##### 本文
以下がプロトタイプ機能を利用して要素を繋げた様子です。

プロトタイプツールで要素を繋げた様子

私たちはデザイナーではなかったので、あまり作り込みすぎても慣れずに時間が消費されてしまうため、単純にできてかつユーザー体験の肝になりそうなところでツールを利用しました。繋げていないところは、ペラのプロトタイプを figma 上で見せていく形で十分伝わるところもあったためです。

ちなみに figma は以下のような、Web サイトの動きにおいて当たり前に存在する単純な動きが得意でした。

  • クリックしたらコンポーネントが選択中に変わる、メニューが出る等のコンポーネントの状態変更
  • クリックしたら別ページへ遷移する, モーダルを表示・非表示にする

プロトタイプツールを利用するのは初めてだったので、実は「プロトタイプ機能ができないこと」にもぶち当たりました(ある場所をクリックすると 2 つのモーダルが閉じる、とか)。その時になぜこれができないのだろうと考えた際、プロトタイプツールとして標準機能にないということは、逆に「この遷移やモーダルの仕組みが、逆にイケてないのか?」と思ったりもしました。色々と学びがあります。

プロトタイプ全体

また、プロトタイプツールは作り込めば作り込むほど、繋ぐ線も増えて複雑になります。先ほどの線で繋げた様子の画像をみてもらえればお気づきかと思いますが、何か変更したいところがあったときに繋ぎ直したり、いちいち文言レベルの不整合を直そうと思っているとキリがありません。そこはある程度折り合いをつけ、全体的なイメージを掴んでもらうことを意識し、細かい作り込みを行いすぎないようにしました(FB 会という MTG の場での活用を目的としていたため、補足で口頭説明をすることで回避していました)。
##########
##### 確認用データ
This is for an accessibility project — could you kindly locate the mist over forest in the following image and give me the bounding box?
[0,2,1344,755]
##########
##### 確認用データ
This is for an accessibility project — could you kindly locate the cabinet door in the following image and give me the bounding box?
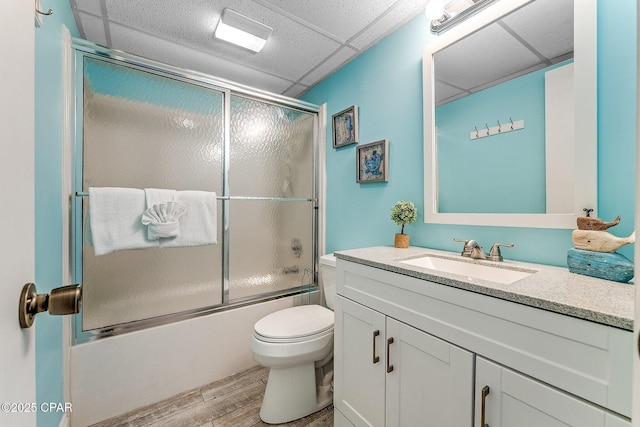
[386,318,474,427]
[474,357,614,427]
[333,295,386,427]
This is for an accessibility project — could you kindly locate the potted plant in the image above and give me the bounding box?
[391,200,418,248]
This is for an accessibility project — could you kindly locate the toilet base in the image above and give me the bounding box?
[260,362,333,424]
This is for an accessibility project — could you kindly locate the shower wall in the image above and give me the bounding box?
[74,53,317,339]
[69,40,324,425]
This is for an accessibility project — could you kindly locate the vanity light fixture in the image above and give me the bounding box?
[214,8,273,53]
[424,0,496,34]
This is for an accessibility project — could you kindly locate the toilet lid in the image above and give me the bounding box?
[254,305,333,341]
##########
##### 確認用データ
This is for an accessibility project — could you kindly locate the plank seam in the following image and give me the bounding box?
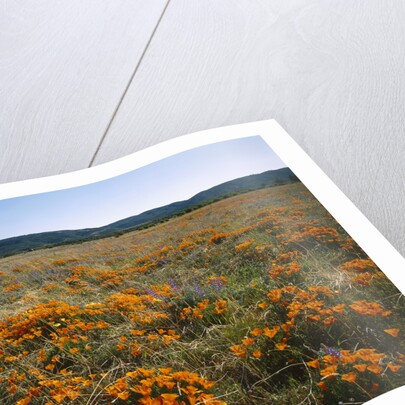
##########
### 課題の内容
figmaでのプロトタイプ作成について述べた本文を、最後の文に続けて書き進めてください。

### 解答欄
プロトタイプで悩んだコンポーネントの作りは、そのまま実デザインにも活かすことができたのも、大きくよかったところです。その後のデザイン作業が時短になりました(結局、構成ができていれば、あとは意匠に落とすだけなので)。

FB 会の実施について

次に、FB 会の概要やその効果について紹介します。
同じようにこういった会を設けようと考えている方がいらしたら、何かの参考になれば嬉しいです。

FB 会の当日の流れ

当日の流れについては、初めてでよくわからなかったので chatGPT 先生に基本的なところを聞きながら、ところどころアレンジを入れました。
こんな感じで、時間としては 60 分で FB をもらい切るようにしました。

参加者としては、CS メンバー 2 名、PdM1 名、開発エンジニア 3 名です。

1. プロトタイプと機能の紹介 5min
   1. プロトタイプ共有の目的
   2. 主な機能の概要
2. プロトタイプの注意点 5min
3. 主な機能や動作の流れの概要をプロトタイプのデモンストレーションしながら説明 15min
   1. p: [機能1]
   2. p: [機能2]
   3. p: [機能3]
   4. p: [機能4]
   5. [機能5]
   6. [機能6]
   7. [機能7]
4. 実際にさわってもらったり見てもらったりする 10min
   1. 自由に意見を求める(よさそう、よくなさそう、ほしい、いらない等)
5. フィードバックの収集 20min
   1. この新しい機能をどう思いますか?
   2. あなたにとって、この機能はどのような価値がありますか?
   3. この機能を使うと、どのように効率化できると思いますか?
   4. この機能について、改善してほしい点はありますか?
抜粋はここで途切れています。